### Exercise goal
Please transcribe word for word the stretch from the line containing "Task: locate the blue mosaic" through the final line below, including both of those lines.

### Task inputs
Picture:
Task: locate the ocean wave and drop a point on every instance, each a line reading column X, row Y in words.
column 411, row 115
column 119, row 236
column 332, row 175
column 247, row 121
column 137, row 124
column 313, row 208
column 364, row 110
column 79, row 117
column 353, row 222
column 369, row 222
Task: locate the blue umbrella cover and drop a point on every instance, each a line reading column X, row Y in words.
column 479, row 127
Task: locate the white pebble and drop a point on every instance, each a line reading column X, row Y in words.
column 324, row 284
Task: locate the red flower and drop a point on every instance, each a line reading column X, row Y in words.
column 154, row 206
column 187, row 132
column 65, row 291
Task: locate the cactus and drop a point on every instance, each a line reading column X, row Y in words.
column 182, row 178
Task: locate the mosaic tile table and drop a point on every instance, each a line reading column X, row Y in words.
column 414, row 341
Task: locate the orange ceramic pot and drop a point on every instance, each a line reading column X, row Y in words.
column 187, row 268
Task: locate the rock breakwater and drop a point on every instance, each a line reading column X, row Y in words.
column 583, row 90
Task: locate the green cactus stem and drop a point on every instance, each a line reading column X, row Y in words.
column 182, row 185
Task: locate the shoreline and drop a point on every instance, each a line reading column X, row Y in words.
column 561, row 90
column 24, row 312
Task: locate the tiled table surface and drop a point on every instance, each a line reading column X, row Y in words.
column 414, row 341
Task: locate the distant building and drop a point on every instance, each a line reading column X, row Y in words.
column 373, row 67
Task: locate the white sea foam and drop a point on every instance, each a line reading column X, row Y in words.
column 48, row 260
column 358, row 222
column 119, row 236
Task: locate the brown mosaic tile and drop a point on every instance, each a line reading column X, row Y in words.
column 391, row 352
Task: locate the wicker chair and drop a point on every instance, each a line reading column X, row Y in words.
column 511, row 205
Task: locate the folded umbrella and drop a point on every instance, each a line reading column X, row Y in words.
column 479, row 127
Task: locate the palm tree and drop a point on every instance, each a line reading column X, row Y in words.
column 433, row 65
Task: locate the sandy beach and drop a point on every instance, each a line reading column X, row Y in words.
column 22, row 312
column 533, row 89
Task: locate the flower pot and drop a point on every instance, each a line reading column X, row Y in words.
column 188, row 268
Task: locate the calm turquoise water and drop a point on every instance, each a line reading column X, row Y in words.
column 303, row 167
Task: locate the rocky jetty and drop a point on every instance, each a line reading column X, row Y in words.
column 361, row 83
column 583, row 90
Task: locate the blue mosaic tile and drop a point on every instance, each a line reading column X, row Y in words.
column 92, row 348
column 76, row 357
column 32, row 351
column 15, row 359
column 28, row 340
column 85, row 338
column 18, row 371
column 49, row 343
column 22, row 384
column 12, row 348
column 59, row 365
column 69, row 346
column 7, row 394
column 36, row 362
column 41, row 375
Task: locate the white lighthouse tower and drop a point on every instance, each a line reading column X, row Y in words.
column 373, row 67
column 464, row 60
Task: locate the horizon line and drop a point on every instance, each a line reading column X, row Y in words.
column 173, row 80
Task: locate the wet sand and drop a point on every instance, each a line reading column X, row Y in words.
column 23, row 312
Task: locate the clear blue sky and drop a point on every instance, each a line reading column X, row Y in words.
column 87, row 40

### Output
Task: locate the blue mosaic tile and drop a point on every instance, each a line reading column X, row Y in words.
column 92, row 348
column 76, row 357
column 32, row 351
column 15, row 359
column 28, row 340
column 85, row 338
column 18, row 371
column 49, row 343
column 22, row 384
column 12, row 348
column 59, row 365
column 69, row 346
column 7, row 394
column 36, row 362
column 41, row 375
Task: locate the white lighthouse tower and drop a point on every instance, each a line reading column X, row Y in words.
column 373, row 67
column 464, row 60
Task: locate the horizon line and drop a point on every instance, each a line reading column X, row Y in words.
column 173, row 80
Task: locate the wet sand and drop a point on every instance, each a line reading column X, row Y in words.
column 23, row 312
Task: locate the clear blue sky and drop a point on every instance, each a line reading column X, row Y in words.
column 87, row 40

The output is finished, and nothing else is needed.